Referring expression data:
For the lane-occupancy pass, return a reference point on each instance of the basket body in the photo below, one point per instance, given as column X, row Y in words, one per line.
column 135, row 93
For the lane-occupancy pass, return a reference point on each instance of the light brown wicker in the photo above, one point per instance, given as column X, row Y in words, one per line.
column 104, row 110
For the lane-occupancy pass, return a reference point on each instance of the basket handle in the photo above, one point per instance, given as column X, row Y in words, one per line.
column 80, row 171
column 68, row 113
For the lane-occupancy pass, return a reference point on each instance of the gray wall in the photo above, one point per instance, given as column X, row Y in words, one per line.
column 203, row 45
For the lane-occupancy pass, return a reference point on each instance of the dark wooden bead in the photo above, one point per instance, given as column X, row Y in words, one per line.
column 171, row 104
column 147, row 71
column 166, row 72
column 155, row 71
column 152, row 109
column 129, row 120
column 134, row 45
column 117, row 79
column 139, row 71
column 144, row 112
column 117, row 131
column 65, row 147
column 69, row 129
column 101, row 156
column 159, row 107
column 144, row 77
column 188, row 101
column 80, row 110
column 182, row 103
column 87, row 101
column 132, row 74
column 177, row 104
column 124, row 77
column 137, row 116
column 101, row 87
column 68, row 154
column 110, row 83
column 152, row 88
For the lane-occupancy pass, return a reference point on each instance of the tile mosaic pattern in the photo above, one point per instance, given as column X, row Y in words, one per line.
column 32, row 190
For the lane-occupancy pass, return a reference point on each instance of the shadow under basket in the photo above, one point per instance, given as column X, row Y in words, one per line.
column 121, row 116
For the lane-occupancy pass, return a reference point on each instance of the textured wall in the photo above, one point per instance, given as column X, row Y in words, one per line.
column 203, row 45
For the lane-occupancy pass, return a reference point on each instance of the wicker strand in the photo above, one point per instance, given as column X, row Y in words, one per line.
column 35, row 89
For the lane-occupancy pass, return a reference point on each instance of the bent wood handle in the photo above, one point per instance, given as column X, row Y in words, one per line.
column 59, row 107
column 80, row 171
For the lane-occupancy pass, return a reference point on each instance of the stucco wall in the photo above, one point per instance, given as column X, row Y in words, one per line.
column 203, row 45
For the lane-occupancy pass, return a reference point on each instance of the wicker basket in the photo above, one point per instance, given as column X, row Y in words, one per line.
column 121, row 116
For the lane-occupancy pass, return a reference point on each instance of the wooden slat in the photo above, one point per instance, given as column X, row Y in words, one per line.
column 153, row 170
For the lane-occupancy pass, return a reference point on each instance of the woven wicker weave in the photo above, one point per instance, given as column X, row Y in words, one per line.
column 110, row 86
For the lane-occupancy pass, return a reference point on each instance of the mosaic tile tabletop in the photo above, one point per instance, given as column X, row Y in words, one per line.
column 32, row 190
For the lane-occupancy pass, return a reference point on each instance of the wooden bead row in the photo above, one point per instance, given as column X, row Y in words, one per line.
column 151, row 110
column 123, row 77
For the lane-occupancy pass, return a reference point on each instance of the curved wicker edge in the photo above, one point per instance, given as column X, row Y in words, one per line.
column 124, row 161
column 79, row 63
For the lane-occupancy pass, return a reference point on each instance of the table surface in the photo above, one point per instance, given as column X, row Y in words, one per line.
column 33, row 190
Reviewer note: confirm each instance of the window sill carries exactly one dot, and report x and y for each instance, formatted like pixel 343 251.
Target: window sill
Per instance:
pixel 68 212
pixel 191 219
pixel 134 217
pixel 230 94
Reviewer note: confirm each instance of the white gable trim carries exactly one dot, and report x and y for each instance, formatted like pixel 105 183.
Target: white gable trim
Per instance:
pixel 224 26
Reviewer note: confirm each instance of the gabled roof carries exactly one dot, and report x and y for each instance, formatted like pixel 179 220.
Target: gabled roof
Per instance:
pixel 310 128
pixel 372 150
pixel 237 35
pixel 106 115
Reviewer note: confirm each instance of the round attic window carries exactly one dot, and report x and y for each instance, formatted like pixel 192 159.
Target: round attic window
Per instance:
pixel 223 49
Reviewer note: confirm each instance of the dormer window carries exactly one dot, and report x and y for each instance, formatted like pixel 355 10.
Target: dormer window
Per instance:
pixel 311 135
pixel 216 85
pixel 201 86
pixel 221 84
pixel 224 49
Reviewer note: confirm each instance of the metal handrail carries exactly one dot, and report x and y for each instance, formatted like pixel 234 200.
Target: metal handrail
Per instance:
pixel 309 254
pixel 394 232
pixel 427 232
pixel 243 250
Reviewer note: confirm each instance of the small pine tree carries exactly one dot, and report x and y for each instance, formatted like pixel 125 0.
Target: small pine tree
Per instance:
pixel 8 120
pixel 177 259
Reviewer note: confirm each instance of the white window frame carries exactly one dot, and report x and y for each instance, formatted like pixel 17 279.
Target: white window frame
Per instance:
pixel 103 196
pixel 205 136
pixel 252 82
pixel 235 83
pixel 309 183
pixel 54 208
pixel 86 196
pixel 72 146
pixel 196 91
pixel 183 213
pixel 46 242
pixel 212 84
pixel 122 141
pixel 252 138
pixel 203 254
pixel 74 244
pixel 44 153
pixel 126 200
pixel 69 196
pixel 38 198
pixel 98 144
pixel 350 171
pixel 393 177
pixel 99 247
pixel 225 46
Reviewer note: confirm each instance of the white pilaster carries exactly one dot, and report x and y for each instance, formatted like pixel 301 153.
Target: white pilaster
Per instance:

■ **To do**
Look above for the line containing "Reviewer note: confirm each instance of the dormer". From there to the final line of the entries, repeat every line exactly.

■ **Response**
Reviewer note: confirm each instance of the dormer window carries exactly one dot, and report x and y for each instance, formatted like pixel 355 10.
Target: dormer window
Per instance:
pixel 311 135
pixel 216 85
pixel 201 86
pixel 221 84
pixel 224 49
Reviewer note: confirm each instance of the metal handrail carries exactly one dot, and report x and y for each instance, formatted like pixel 234 200.
Target: metal handrail
Per instance:
pixel 309 254
pixel 394 232
pixel 427 232
pixel 243 250
Reviewer note: confirm each instance of the small pine tree carries exactly one dot, and report x and y for each instance, formatted like pixel 125 0.
Target: small pine tree
Per instance:
pixel 8 120
pixel 177 259
Reviewer note: confirm each instance of the white window frame carries exactly one dot, and report x and y for each instance, formatted like pixel 17 279.
Target: white window frame
Per instance:
pixel 103 196
pixel 205 136
pixel 252 82
pixel 235 83
pixel 309 183
pixel 54 208
pixel 86 196
pixel 72 146
pixel 196 91
pixel 183 213
pixel 46 242
pixel 212 84
pixel 122 141
pixel 252 138
pixel 203 254
pixel 74 244
pixel 44 153
pixel 126 200
pixel 69 196
pixel 38 198
pixel 98 144
pixel 350 171
pixel 393 177
pixel 99 247
pixel 225 46
Reviewer note: confirm each instance of the white pilaster carries exactly one dot, and report x and y for each instance, formatted like pixel 301 153.
Target: white pilaster
Per instance:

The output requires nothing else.